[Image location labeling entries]
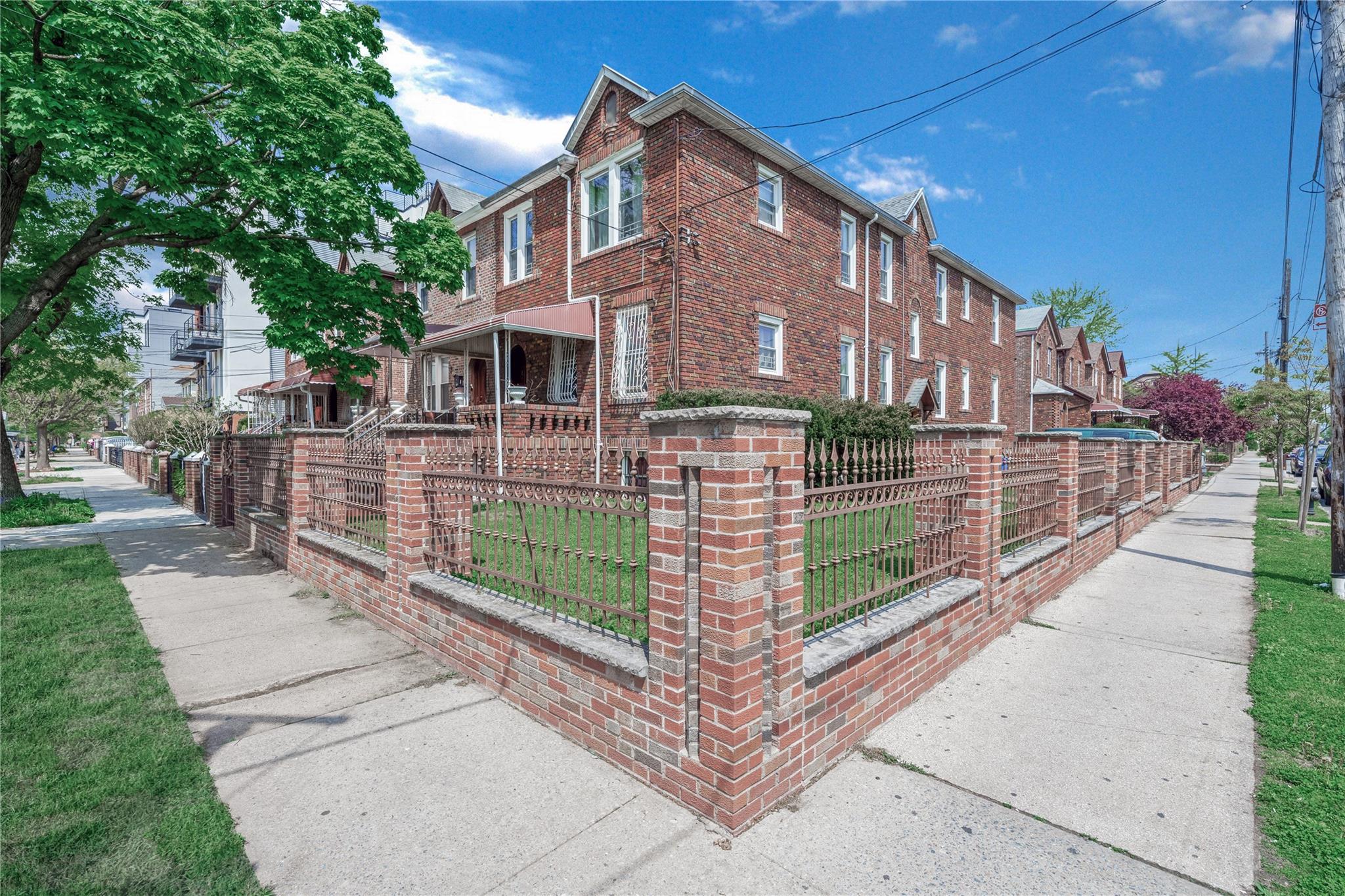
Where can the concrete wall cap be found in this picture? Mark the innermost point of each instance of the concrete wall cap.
(726, 413)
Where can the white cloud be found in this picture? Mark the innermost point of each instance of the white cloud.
(883, 177)
(1248, 38)
(961, 37)
(731, 77)
(464, 101)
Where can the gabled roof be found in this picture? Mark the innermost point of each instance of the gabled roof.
(606, 75)
(902, 207)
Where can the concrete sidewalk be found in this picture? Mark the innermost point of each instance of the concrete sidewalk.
(1122, 714)
(119, 503)
(354, 765)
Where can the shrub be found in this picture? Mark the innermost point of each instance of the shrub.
(43, 508)
(831, 417)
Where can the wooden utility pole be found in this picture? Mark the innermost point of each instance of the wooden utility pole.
(1333, 146)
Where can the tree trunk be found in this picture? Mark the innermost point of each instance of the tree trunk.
(43, 449)
(10, 484)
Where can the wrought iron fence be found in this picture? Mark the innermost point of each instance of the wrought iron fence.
(1125, 472)
(346, 489)
(573, 547)
(881, 522)
(1028, 495)
(1093, 479)
(267, 473)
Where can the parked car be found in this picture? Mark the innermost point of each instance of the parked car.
(1111, 433)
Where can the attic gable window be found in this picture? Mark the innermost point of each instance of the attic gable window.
(625, 177)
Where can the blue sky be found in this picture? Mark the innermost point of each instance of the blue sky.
(1149, 160)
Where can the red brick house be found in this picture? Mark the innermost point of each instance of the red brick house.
(1049, 372)
(674, 246)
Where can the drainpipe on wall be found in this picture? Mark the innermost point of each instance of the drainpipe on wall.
(866, 304)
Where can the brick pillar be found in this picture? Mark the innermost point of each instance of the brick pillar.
(1113, 477)
(1067, 486)
(726, 599)
(412, 449)
(982, 445)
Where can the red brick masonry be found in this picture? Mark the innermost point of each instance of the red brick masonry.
(728, 708)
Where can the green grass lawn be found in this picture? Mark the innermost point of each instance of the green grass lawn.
(47, 480)
(1298, 700)
(1286, 507)
(104, 790)
(43, 508)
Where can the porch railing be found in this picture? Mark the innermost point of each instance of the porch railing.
(1028, 498)
(568, 545)
(881, 522)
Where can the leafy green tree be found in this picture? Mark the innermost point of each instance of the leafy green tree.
(214, 131)
(1087, 307)
(1181, 360)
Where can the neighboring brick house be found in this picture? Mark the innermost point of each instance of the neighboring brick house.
(1049, 372)
(673, 246)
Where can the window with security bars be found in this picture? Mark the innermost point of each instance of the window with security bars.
(631, 355)
(560, 386)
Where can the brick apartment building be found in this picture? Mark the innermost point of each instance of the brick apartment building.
(674, 246)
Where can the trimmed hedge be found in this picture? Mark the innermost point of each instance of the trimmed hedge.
(833, 417)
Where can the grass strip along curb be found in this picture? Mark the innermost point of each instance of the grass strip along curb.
(102, 790)
(1297, 683)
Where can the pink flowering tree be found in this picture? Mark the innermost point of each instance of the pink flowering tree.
(1193, 408)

Your instructions:
Put the lines into a numbered list, starting at the line that contains "Where can the attic" and ending at the line that contains "(1181, 360)", with both of those lines included. Leave out any blank lines.

Solution below:
1. Where can the attic gable window be found in this picture? Mark the innermost point of each instance of the attic gable window.
2. (625, 177)
3. Where can the blue sky be found in this picture? Mark the innermost point of each instance of the blue sky.
4. (1149, 160)
5. Where can the red brick house be found in this picture? Mark the innermost point of each instance of the red brick house.
6. (1049, 372)
7. (674, 246)
8. Where can the drainpipe on wall be found in this picture? Mark the innermost point of each instance of the drainpipe on wall.
9. (866, 304)
10. Where can the brick pillar be found in this picture? Mark the innermost point of each instance of the brick pillar.
11. (1113, 477)
12. (1067, 486)
13. (726, 599)
14. (412, 449)
15. (982, 445)
16. Where can the red brick masonry be found in this picture? Mark the innermost point of each instance of the red brick masonry.
17. (728, 708)
18. Where can the green grass lawn be found in this picture? Mark the innermost point of each instance of the green grass lawn.
19. (47, 480)
20. (1298, 700)
21. (1286, 507)
22. (104, 790)
23. (43, 508)
24. Where can the porch railing be found in this picture? Mark the innermost point of each instance of the porch railing.
25. (1028, 498)
26. (568, 545)
27. (881, 522)
28. Where can the leafy green tree be found in this picture? Mark the innermost point of each instance of the leafy green tree.
29. (214, 131)
30. (1087, 307)
31. (1181, 360)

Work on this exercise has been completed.